=== Problem details ===
Find every line below with the string "curtain" and pick it out.

[Records from a data source]

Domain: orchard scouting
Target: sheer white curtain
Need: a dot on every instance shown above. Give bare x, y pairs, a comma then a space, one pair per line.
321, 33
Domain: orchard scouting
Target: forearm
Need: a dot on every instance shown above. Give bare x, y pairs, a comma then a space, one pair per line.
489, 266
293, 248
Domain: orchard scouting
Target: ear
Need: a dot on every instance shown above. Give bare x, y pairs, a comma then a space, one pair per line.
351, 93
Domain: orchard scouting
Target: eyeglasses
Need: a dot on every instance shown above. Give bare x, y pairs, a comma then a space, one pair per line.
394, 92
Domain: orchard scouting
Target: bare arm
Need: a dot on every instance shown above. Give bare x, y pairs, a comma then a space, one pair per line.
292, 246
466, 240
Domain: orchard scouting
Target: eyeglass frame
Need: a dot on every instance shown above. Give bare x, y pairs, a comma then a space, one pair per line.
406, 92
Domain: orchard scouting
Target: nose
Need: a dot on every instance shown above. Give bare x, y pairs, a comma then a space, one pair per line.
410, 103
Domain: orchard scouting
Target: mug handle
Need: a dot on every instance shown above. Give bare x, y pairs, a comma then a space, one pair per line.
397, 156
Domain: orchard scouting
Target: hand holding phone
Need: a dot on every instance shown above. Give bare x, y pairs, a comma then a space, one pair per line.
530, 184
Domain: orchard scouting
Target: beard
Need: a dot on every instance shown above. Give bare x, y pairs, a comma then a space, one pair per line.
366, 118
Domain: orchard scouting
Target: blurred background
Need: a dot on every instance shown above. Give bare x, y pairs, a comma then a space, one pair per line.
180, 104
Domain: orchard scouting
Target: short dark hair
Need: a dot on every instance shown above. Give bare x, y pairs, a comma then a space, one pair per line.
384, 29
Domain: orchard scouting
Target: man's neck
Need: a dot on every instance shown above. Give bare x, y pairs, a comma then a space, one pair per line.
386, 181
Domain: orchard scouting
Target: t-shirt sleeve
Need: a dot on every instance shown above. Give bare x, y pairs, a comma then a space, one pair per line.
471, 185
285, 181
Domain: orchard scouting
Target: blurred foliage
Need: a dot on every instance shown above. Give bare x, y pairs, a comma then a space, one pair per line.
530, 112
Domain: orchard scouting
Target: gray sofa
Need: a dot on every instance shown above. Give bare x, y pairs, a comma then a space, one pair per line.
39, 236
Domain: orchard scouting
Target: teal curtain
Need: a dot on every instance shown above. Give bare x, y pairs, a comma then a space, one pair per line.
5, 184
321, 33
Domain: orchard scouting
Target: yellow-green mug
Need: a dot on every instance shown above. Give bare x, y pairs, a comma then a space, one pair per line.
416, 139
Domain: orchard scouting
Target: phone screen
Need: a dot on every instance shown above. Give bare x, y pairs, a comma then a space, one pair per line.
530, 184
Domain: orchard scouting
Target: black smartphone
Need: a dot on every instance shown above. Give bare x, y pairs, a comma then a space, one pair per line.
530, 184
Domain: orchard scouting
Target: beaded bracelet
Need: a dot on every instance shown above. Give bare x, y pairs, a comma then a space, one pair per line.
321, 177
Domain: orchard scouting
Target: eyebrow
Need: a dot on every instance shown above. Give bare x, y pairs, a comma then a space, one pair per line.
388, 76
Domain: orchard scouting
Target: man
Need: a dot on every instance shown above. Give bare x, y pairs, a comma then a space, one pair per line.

=== Written response ===
Target: sheer white curtain
Target: teal curtain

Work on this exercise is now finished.